**SHORT EXERCISE:**
Print the complete set of entries exactly.

Collection entries:
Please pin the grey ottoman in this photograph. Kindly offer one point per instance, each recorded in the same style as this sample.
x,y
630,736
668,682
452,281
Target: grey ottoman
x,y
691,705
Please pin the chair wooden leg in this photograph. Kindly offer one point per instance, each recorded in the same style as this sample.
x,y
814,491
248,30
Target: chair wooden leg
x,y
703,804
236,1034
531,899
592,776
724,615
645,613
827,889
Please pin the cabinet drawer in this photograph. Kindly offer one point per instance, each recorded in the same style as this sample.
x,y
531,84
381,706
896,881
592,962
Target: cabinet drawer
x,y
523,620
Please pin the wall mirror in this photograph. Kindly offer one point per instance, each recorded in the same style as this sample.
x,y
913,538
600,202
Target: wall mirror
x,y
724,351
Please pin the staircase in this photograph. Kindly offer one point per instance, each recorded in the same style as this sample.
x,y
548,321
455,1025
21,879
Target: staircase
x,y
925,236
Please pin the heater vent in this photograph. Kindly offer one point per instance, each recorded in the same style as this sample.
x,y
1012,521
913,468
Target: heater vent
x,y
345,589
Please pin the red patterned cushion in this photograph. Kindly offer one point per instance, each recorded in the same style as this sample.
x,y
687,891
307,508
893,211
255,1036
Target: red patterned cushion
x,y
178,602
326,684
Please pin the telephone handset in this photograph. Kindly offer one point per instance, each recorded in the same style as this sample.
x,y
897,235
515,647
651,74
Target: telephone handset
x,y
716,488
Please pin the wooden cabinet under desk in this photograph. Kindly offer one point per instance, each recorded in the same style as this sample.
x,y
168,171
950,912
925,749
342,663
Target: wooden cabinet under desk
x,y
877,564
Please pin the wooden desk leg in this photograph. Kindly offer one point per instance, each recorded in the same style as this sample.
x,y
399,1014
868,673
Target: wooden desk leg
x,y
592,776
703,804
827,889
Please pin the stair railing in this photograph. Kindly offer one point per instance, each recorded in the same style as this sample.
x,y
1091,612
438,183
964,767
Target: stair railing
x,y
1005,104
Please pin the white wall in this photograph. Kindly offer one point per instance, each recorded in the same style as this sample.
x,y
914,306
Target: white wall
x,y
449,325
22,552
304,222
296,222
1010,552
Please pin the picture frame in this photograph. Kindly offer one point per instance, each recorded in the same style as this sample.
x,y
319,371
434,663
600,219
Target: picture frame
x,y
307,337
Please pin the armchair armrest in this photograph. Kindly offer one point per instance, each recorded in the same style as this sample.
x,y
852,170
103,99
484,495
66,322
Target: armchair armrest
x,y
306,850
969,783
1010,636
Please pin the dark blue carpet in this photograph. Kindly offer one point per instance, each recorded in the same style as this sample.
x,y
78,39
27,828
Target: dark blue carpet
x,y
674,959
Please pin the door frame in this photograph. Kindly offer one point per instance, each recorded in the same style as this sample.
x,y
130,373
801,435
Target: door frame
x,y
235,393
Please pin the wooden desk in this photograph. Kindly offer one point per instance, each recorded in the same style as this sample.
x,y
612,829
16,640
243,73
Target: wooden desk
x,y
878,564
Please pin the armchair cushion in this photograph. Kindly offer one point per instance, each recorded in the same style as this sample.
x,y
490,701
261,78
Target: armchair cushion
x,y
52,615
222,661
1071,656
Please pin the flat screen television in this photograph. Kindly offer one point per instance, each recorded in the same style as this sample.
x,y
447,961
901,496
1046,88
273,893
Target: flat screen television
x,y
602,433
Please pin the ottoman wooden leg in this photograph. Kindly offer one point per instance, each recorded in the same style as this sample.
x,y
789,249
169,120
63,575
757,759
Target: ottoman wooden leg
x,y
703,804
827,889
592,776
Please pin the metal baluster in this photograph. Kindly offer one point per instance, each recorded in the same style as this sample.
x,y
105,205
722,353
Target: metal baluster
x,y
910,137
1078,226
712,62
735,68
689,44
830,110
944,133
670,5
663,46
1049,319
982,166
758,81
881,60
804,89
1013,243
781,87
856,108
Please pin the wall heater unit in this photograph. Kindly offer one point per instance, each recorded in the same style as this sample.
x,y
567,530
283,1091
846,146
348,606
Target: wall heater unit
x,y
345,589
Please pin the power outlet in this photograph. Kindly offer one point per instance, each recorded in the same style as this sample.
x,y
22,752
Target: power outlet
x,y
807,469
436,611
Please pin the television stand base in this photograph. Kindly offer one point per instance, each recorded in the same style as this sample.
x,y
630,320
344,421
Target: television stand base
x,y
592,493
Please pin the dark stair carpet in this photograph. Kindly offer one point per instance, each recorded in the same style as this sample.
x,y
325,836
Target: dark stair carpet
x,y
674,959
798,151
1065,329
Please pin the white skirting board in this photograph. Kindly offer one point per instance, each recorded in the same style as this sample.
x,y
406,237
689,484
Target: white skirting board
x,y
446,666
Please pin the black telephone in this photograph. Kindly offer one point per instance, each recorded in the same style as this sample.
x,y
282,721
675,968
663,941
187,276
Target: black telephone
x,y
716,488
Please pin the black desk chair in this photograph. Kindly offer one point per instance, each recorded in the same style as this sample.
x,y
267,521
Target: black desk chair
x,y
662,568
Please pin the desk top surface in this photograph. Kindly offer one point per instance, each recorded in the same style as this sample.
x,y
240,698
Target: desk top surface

**TASK OUTPUT:**
Please pin the grey ottoman in this photograph. Kindly offer one point per instance, each recorded in the same style as this sample.
x,y
630,736
668,682
452,281
Target: grey ottoman
x,y
691,705
Please pin the chair wooden leg in this photograph. Kindly offer one point per instance, each recorded in the same style as this sample.
x,y
814,491
248,30
Target: chair wooden leg
x,y
703,804
236,1034
531,899
592,776
724,615
645,613
827,889
Please pin the cabinet drawer in this photograph. Kindly offer one point per instance, each recorded in the same style as this sample.
x,y
531,84
381,706
896,881
592,962
Target: cabinet drawer
x,y
523,620
Please pin the wall mirror in this photograph. Kindly offer one point per instance, each recorded in the same style as this sample.
x,y
913,538
600,202
Target: wall mirror
x,y
724,351
Please pin the staircase in this photograph. Kindly offer one point per instance, each recorded in the same style as this sample.
x,y
548,321
455,1025
21,879
Target: staircase
x,y
925,236
Please pin the heater vent in this photograph. Kindly offer one point per instance, each recorded in the same style as this sample.
x,y
1012,521
913,468
Target: heater vent
x,y
345,589
Please pin the red patterned cushion in this photograph. Kindly offer one point per instance, each recorded in the same style as this sample.
x,y
687,891
307,508
893,211
255,1036
Target: red patterned cushion
x,y
178,602
326,684
Please pin the telephone handset in this photograph. Kindly offer one point per instance, each recorded in the same style as this sample.
x,y
897,235
515,647
651,74
Target: telephone handset
x,y
716,488
Please pin the wooden cabinet under desk in this photograph. Kindly offer one point per instance, each recorded in the same style as this sample.
x,y
168,171
950,912
925,749
342,663
Target: wooden cabinet under desk
x,y
877,564
Please pin the wooden desk leg in this photograph. Kindly offer one point per instance, each recorded in the same style as this sample.
x,y
399,1014
868,673
Target: wooden desk leg
x,y
592,776
703,804
827,889
Please pin the stair railing in this photograph. Kindly offer one point per instance, each recorded in the same style as this sample.
x,y
1091,612
438,183
964,767
Target: stair railing
x,y
1005,104
Please pin the white wall in this photograph. Kindly offer one point per instance, each recorded in the same style as this sample.
x,y
914,306
Target: white wall
x,y
449,325
22,552
304,222
296,222
1010,552
Please pin the picture frame in this photograph. Kindly offer one point per instance, each recorded in the same style as this sample.
x,y
319,371
434,663
600,219
Target: picture frame
x,y
307,337
Please pin the armchair armrest in this photograph. Kindly offer one point per instance, each recorded in the same style as this sample.
x,y
852,170
103,99
484,495
66,322
Target: armchair armrest
x,y
306,850
969,783
1010,636
Please pin the dark blue carpet in this photograph. Kindly offer one point per instance, each recorded in the same style as this sample.
x,y
78,39
27,828
Target: dark blue carpet
x,y
674,959
Please pin the door frame in this photograph. Kindly offer one point per instance, each recorded in the same style as this sample.
x,y
130,373
801,435
Target: door frame
x,y
235,393
Please pin the wooden desk in this photograph. Kindly offer one point per instance, each recorded in the same style as this sample.
x,y
612,829
16,640
243,73
Target: wooden desk
x,y
878,564
Please pin the armchair cushion in this photograph. Kindly offer one point per instance, each recorded in the same style as this sample.
x,y
490,701
261,78
Target: armchair cushion
x,y
52,615
222,661
1071,656
Please pin the flat screen television in this photograph. Kindly offer one point per instance, each recorded in the same style as this sample.
x,y
447,961
901,496
1046,88
273,893
Target: flat screen television
x,y
602,433
Please pin the ottoman wooden leg in this photograph. Kindly offer one point per instance, each recorded in the same style as this sample.
x,y
789,249
169,120
63,575
757,759
Target: ottoman wooden leg
x,y
703,804
827,889
592,776
Please pin the metal baluster in this photograph. Kindly offer one point per instance, each recorded in the same style as this sample.
x,y
105,205
722,353
Target: metal baluster
x,y
910,137
1078,226
712,62
735,68
689,44
830,110
944,133
670,5
663,46
1049,319
982,166
758,81
881,60
804,89
1013,243
781,87
856,108
Please pin the wall heater unit in this photograph. Kindly offer one point per instance, each recorded in the same style as this sample.
x,y
567,530
283,1091
846,146
348,606
Target: wall heater unit
x,y
345,589
Please pin the power outlet in this photograph. Kindly offer one point per instance, each recorded in the same style as this sample.
x,y
22,752
Target: power outlet
x,y
807,469
436,611
Please pin the television stand base in this photograph. Kindly offer one point per instance, each recorded in the same style as this sample.
x,y
630,320
344,421
Target: television stand base
x,y
592,493
Please pin the dark stair carpet in this photograph. Kindly offer one point per instance, each recorded in the same style as this sample.
x,y
325,836
Target: dark stair carpet
x,y
674,959
798,151
1065,329
Please pin the white skirting board in this photograph. Kindly offer one point per instance, each recorded in the same style as this sample.
x,y
406,237
689,484
Target: white skirting board
x,y
446,666
Please pin the black telephone in this photograph. Kindly offer one point per instance, each recorded in the same style as this sample.
x,y
282,721
675,968
663,941
187,276
Target: black telephone
x,y
716,488
Please pin the black desk chair in this photograph. Kindly offer one point per instance, each recorded in the same style as this sample.
x,y
267,521
Target: black desk chair
x,y
662,568
Please pin the desk top surface in this photograph. Kindly offer one point per instance, each recorded in the same style as this sample.
x,y
240,698
Target: desk top surface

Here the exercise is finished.